# Start of ENTRIES

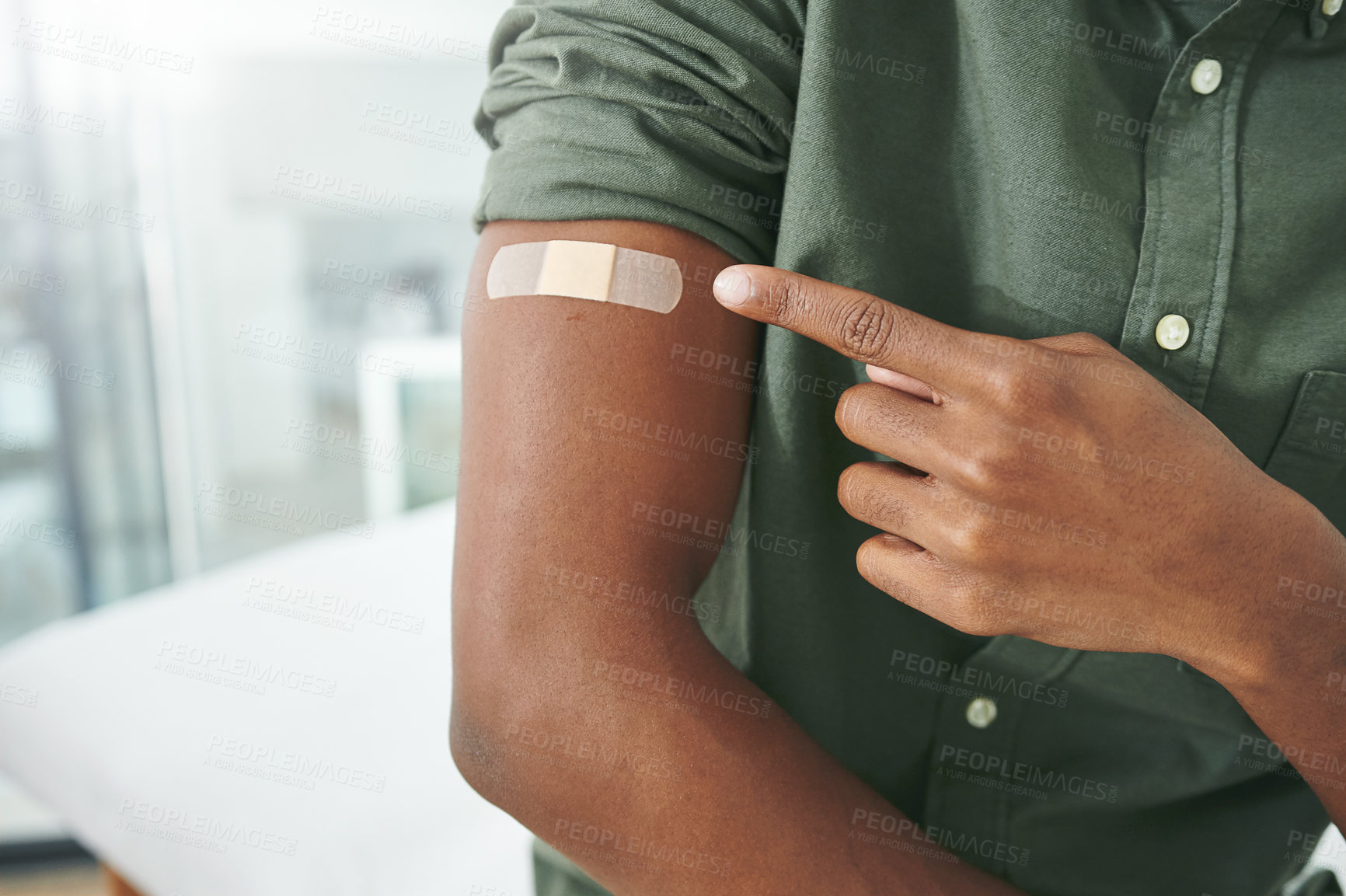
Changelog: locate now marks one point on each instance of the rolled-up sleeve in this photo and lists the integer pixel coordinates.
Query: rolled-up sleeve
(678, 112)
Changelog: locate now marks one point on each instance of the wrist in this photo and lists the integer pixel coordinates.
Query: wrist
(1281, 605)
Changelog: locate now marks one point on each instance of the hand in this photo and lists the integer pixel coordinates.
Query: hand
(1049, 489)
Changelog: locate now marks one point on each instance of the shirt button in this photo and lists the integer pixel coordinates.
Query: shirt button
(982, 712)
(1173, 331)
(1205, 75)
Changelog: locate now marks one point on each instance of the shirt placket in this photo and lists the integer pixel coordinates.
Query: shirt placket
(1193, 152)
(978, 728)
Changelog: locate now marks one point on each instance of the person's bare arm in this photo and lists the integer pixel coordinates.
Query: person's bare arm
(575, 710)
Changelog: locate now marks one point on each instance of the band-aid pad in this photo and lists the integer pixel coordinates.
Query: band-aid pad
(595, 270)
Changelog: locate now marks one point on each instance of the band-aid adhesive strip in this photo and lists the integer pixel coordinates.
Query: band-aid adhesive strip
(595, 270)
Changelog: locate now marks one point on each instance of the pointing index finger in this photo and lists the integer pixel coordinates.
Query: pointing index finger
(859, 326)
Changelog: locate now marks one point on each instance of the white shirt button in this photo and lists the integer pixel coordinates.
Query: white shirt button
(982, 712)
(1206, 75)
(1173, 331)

# End of ENTRIES

Arrange the stretch of the material from the line containing "of the pointing" through the end of the material as a numbered list, leaving out any blank lines.

[SOLUTION TO THE PROBLEM]
1. Changelog: locate now marks one point on each instance of the pointing index finger in this photo and lists the integer pixel coordinates.
2. Query: pointing index finger
3. (859, 326)
4. Changelog: locate now marks one point on each instance of the white shirt button in this photo and lists the integer pixel coordinates.
5. Query: white shirt button
6. (982, 712)
7. (1206, 75)
8. (1173, 331)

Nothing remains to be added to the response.